Short problem – Below is a set of records; restate each one word for word.

Dataset –
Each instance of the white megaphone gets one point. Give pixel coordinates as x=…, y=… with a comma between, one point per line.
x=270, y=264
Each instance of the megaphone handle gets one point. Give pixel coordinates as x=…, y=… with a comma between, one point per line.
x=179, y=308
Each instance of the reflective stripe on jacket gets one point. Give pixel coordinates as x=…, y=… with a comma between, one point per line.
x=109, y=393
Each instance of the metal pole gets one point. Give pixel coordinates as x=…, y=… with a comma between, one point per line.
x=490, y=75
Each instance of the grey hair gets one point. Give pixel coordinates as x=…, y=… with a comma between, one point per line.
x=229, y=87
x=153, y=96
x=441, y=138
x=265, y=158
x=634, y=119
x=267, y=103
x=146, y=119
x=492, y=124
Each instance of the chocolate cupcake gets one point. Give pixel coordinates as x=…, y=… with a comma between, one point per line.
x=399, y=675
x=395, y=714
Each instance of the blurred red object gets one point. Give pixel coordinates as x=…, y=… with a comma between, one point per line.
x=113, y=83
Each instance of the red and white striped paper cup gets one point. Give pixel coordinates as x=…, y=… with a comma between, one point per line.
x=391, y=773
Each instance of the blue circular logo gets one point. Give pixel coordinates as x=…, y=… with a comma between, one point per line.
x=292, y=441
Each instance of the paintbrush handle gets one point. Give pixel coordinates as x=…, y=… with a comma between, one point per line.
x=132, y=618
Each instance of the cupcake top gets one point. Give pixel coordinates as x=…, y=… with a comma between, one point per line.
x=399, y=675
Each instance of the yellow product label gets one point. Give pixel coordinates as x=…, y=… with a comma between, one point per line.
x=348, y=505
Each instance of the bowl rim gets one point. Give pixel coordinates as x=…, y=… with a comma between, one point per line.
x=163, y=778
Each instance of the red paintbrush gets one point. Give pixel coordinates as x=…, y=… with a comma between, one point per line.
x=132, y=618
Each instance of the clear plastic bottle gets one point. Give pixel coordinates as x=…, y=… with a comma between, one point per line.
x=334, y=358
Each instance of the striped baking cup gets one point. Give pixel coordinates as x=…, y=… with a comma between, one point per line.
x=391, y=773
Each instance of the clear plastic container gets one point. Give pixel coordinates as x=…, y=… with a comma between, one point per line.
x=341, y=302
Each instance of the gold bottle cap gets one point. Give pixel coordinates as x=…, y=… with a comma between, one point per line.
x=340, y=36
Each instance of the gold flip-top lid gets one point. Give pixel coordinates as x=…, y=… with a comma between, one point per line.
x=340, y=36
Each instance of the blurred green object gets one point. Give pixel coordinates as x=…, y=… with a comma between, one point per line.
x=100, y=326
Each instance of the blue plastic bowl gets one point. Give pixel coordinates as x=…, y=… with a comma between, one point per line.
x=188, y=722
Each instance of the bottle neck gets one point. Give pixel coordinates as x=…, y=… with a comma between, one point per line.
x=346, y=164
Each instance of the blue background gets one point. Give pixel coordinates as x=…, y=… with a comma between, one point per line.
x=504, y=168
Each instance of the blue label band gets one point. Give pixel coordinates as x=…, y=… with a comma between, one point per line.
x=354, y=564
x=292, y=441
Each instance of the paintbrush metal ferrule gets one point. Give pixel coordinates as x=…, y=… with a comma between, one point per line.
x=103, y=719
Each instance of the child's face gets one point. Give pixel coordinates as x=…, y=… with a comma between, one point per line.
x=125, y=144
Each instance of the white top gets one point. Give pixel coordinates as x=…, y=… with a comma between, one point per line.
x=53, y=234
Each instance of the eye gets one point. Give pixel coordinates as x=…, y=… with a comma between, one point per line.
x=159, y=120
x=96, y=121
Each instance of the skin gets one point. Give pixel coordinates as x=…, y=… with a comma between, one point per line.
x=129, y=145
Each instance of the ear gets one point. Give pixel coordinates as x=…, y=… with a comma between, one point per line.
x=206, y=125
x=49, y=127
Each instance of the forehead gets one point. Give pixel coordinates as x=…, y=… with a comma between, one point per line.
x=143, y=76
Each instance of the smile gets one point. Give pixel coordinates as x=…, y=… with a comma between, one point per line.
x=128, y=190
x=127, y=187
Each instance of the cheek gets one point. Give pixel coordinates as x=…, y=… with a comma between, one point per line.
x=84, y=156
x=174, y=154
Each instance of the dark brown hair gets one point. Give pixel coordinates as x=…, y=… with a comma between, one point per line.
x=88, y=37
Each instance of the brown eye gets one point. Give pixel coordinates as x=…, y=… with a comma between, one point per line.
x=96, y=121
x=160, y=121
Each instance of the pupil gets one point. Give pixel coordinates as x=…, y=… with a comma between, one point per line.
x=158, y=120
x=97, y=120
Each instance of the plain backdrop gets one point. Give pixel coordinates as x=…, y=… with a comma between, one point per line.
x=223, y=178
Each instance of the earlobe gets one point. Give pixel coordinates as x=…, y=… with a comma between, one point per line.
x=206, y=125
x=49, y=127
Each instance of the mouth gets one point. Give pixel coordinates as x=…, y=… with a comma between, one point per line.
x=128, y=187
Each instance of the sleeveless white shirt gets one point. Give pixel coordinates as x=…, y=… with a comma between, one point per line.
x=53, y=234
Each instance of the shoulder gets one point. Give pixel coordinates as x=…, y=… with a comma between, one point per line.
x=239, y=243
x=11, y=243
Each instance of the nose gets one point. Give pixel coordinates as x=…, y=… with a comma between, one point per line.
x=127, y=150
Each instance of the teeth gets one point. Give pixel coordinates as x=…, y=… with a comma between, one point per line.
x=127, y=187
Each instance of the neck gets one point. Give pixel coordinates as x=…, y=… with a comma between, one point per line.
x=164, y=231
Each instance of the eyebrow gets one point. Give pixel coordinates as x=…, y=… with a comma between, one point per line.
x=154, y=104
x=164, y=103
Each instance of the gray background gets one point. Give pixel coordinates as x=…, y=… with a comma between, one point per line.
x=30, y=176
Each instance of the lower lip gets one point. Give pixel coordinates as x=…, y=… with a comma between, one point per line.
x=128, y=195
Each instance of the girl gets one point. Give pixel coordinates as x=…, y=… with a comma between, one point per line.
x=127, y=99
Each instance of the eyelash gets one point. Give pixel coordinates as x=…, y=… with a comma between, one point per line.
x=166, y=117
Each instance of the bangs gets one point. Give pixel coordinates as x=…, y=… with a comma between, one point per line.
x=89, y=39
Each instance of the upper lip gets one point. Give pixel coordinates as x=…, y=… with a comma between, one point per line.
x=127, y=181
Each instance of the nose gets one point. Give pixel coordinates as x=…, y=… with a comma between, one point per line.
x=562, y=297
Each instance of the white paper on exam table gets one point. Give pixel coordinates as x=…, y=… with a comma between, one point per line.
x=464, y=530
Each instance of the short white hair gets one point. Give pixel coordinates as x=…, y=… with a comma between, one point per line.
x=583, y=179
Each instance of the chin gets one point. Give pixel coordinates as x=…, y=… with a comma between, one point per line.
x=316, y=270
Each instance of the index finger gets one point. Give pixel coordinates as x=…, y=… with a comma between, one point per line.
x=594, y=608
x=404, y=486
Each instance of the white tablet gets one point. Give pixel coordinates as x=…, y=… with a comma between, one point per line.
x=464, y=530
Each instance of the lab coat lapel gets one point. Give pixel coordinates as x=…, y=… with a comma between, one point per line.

Answer to the problem –
Each instance of the white megaphone gets one point. Give pixel coordinates as x=…, y=… with a comma between, one point per line.
x=270, y=264
Each instance of the megaphone handle gets one point. Give pixel coordinates as x=…, y=… with a comma between, one point per line.
x=179, y=308
Each instance of the reflective stripe on jacket gets one point. Give pixel coordinates as x=…, y=… with a comma between, one point per line.
x=109, y=393
Each instance of the metal pole gets one point. Give pixel coordinates as x=…, y=… with a comma between, one point per line.
x=490, y=75
Each instance of the grey hair gets one point. Give pixel coordinates as x=…, y=… with a comma between, one point per line.
x=229, y=87
x=153, y=96
x=441, y=138
x=265, y=158
x=634, y=119
x=267, y=103
x=146, y=119
x=492, y=124
Each instance of the chocolate cupcake gets one point. Give pixel coordinates as x=…, y=… with a comma between, one point per line.
x=399, y=675
x=395, y=714
Each instance of the blurred red object gets one point. Give pixel coordinates as x=…, y=… with a comma between, one point per line.
x=113, y=83
Each instance of the red and white striped paper cup gets one point. Give pixel coordinates as x=…, y=… with a comma between, one point per line.
x=391, y=773
Each instance of the blue circular logo gets one point. Give pixel coordinates as x=…, y=… with a comma between, one point per line.
x=292, y=441
Each instance of the paintbrush handle gets one point. Give pixel coordinates as x=…, y=… with a comma between, one point per line.
x=132, y=618
Each instance of the cupcake top gets one point. Give pixel coordinates as x=…, y=… with a comma between, one point per line.
x=399, y=675
Each instance of the yellow product label gets one point. Give pixel coordinates as x=…, y=… with a comma between, one point per line.
x=348, y=505
Each instance of the bowl rim gets one point. Give pixel coordinates as x=…, y=… with a comma between, one point per line.
x=163, y=778
Each instance of the red paintbrush gets one point. Give pixel coordinates as x=…, y=… with a comma between, one point per line.
x=132, y=618
Each instance of the clear plastic bottle gets one point. Give pixel coordinates as x=…, y=… with a comma between, one point per line.
x=334, y=358
Each instance of the striped baking cup gets one point. Give pixel coordinates as x=…, y=… with a comma between, one point per line.
x=391, y=773
Each instance of the clear plastic container gets one point. Give pixel coordinates as x=…, y=… with a comma between, one point per line.
x=341, y=302
Each instance of the gold bottle cap gets one point. Give pixel coordinates as x=…, y=… with a comma between, one point per line.
x=340, y=36
Each instance of the gold flip-top lid gets one point. Give pixel coordinates as x=…, y=… with a comma between, one point per line.
x=340, y=36
Each instance of the blurred green object gets one point. Give pixel coordinates as x=…, y=… with a comma between, one point per line.
x=100, y=326
Each instance of the blue plastic bowl gets one point. Give pixel coordinates as x=…, y=… with a comma between, one point per line.
x=188, y=722
Each instance of the bottle neck gets one point. Give pixel coordinates as x=…, y=… with a comma between, one point per line.
x=346, y=164
Each instance of the blue background gets one point. Give pixel coordinates as x=…, y=… with a comma between, one point per line.
x=504, y=168
Each instance of the blue label band gets one point. Give pixel coordinates as x=…, y=… with a comma between, one point per line.
x=354, y=564
x=292, y=441
Each instance of the paintbrush metal ferrule gets one point. Give pixel coordinates as x=…, y=… with a comma between, one point per line.
x=103, y=719
Each instance of the child's face gets one point. Give pixel coordinates as x=…, y=… with a comma between, one point per line.
x=125, y=144
Each instance of the white top gets one point. Give pixel coordinates as x=…, y=… with a comma between, one point per line.
x=53, y=234
Each instance of the eye gets one point. Give pixel coordinates as x=…, y=… with a comma between, one point per line.
x=159, y=120
x=96, y=121
Each instance of the skin gets one point. Give pixel coordinates as x=…, y=… with a comma between, one point per line.
x=129, y=145
Each instance of the ear gets one point. Give pixel coordinates as x=…, y=… with a comma between, one point per line.
x=206, y=125
x=49, y=127
Each instance of the forehead gets one point. Give pixel coordinates as x=…, y=… with a comma between, one point per line.
x=143, y=76
Each instance of the smile gets one point. Give pixel coordinates as x=…, y=… with a comma between, one point per line.
x=128, y=190
x=127, y=187
Each instance of the cheek gets one point. Give pixel coordinates as x=…, y=… with a comma between, one point per line.
x=84, y=156
x=174, y=154
Each instance of the dark brown hair gets one point. Give pixel coordinates as x=…, y=… with a comma between, one point per line.
x=88, y=37
Each instance of the brown eye gets one point. Give pixel coordinates as x=…, y=… with a comma between, one point per line.
x=96, y=121
x=160, y=121
Each instance of the pupil gets one point. Give pixel coordinates as x=…, y=… with a comma between, one point per line.
x=158, y=120
x=97, y=120
Each instance of the plain backdrop gets one point. Give pixel coordinates as x=…, y=… with a comma between, one point per line.
x=223, y=178
Each instance of the earlobe gets one point. Give pixel coordinates as x=…, y=… with a comma between, one point per line.
x=206, y=125
x=49, y=127
Each instance of the mouth gets one point. Give pixel coordinates as x=…, y=… with a comma between, one point per line.
x=128, y=187
Each instance of the sleeveless white shirt gets one point. Give pixel coordinates as x=…, y=… with a comma between, one point per line.
x=53, y=234
Each instance of the shoulder gets one point. Give pixel coordinates as x=…, y=… with a comma between, one point per line.
x=239, y=243
x=11, y=243
Each instance of the nose gets one point. Give pixel coordinates as x=…, y=… with a comma between, one point per line.
x=127, y=150
Each instance of the teeth gets one point. Give pixel coordinates as x=…, y=… with a comma between, one point per line.
x=127, y=187
Each instance of the neck gets one point. Give pixel coordinates as x=…, y=… with a comma between, one point per line.
x=164, y=231
Each instance of the eyebrow gets one point. Give pixel coordinates as x=…, y=… with a comma between, one point per line.
x=154, y=104
x=164, y=103
Each instance of the gray background gets one point. Give pixel coordinates as x=…, y=… with a comma between, one point per line.
x=30, y=176
Each instance of the lower lip gets one point. Give pixel coordinates as x=…, y=… with a comma between, one point per line.
x=128, y=195
Each instance of the girl gets one point. Give pixel coordinates as x=…, y=… with a comma between, one point per line.
x=127, y=99
Each instance of the eyelash gets one point. Give pixel coordinates as x=…, y=… with a comma between, one point per line.
x=166, y=117
Each instance of the bangs gets one point. Give pixel coordinates as x=…, y=… with a comma between, one point per line.
x=89, y=39
Each instance of the upper lip gets one point. Give pixel coordinates as x=…, y=… with a comma between, one point per line.
x=127, y=181
Each instance of the nose gets one point. Give pixel coordinates as x=…, y=… with a comma between, one point per line.
x=562, y=297
Each instance of the white paper on exam table gets one point. Give pixel coordinates as x=…, y=… with a comma between, one point per line.
x=464, y=530
Each instance of the short white hair gets one point. Give pixel coordinates as x=…, y=… with a comma between, one point per line.
x=583, y=179
Each instance of the chin gets one point. Give pixel coordinates as x=…, y=… with a comma between, one point per line.
x=316, y=270
Each instance of the index finger gets one point. Give pixel coordinates as x=…, y=… with a comma between, one point per line.
x=594, y=608
x=404, y=486
Each instance of the white tablet gets one point. Give pixel coordinates as x=…, y=… with a comma between, one point per line.
x=464, y=530
Each instance of the lab coat lapel gets one point. Give pixel coordinates as x=…, y=… with a comma between, one point per line.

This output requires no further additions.